*Text excerpt:*
☆ ☆ ☆ ☆ ☆ ☆ ☆
We have a more versatile and, we dare say, elegant
alternative: e-textiles. Your shirt, coat, or sweater,
even your carpeting or wallpaper, is the device.
Conductive fibers woven into the fabric using standard
textile techniques carry power to sensors, actuators,
and microcontrollers embedded in the cloth. Software
controls the communications inside the on-fabric network
and can send radio signals using Bluetooth or any flavor
of the IEEE 802.11 wireless standard to PCs and PDAs,
and over the Internet.
Applications are astoundingly diverse. An Army
commander, for example, could monitor a platoon of
soldiers clad in SmartShirt gear developed by two of us
(Jayaraman and Park) at the Georgia Institute of
Technology in Atlanta. The shirt communicates vital
signs in real-time, and when all hell breaks loose on
the battlefield, the commander sees at a glance who's
been hit and who hasn't—and who is gravely injured and
in need of immediate attention.
Closer to home, a fire chief could keep tabs on a unit
as it enters a burning building. He could order his team
out when the sensors they're wearing transmit data back
to his command center telling him that the firefighters
are inhaling hazardous fumes or too much smoke or that
the fire is too hot to handle.
☆ ☆ ☆ ☆ ☆ ☆ ☆
*Dataset content:*

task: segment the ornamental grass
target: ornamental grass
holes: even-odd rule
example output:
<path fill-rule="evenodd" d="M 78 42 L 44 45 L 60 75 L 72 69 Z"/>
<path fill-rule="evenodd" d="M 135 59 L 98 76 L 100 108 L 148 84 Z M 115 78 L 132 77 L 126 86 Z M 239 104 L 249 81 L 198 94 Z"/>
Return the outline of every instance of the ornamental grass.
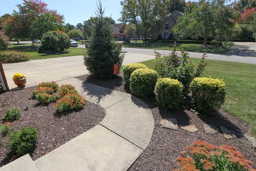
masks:
<path fill-rule="evenodd" d="M 198 141 L 181 153 L 178 161 L 181 170 L 174 171 L 256 171 L 233 147 L 217 146 Z"/>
☆ ☆ ☆ ☆ ☆ ☆ ☆
*Work instructions:*
• 1. Condense the paragraph of the e-textiles text that begins "We have a more versatile" into a short bulleted list that keeps its main facts.
• 2. Return the passage of the e-textiles text from "We have a more" up to and including "is the device.", copied word for word.
• 3. Answer these questions using the e-textiles text:
(a) Which wireless standards can the fabric network's software use to send radio signals?
(b) Where was the SmartShirt gear developed?
(c) What sensor data could lead the fire chief to order his team out?

*Problem solutions:*
• 1.
- E-textiles are offered as a versatile alternative: a shirt, coat, sweater, carpeting or wallpaper becomes the device.
- Conductive fibers, woven in with standard textile techniques, carry power to sensors, actuators and microcontrollers embedded in the cloth.
- Software controls communications within the on-fabric network.
- The fabric can send radio signals by Bluetooth or any IEEE 802.11 standard to PCs, PDAs and the Internet.

• 2.
We have a more versatile and, we dare say, elegant
alternative: e-textiles. Your shirt, coat, or sweater,
even your carpeting or wallpaper, is the device.

• 3.
(a) Bluetooth or any flavor of the IEEE 802.11 wireless standard.
(b) At the Georgia Institute of Technology in Atlanta.
(c) Data showing that the firefighters are inhaling hazardous fumes or too much smoke, or that the fire is too hot to handle.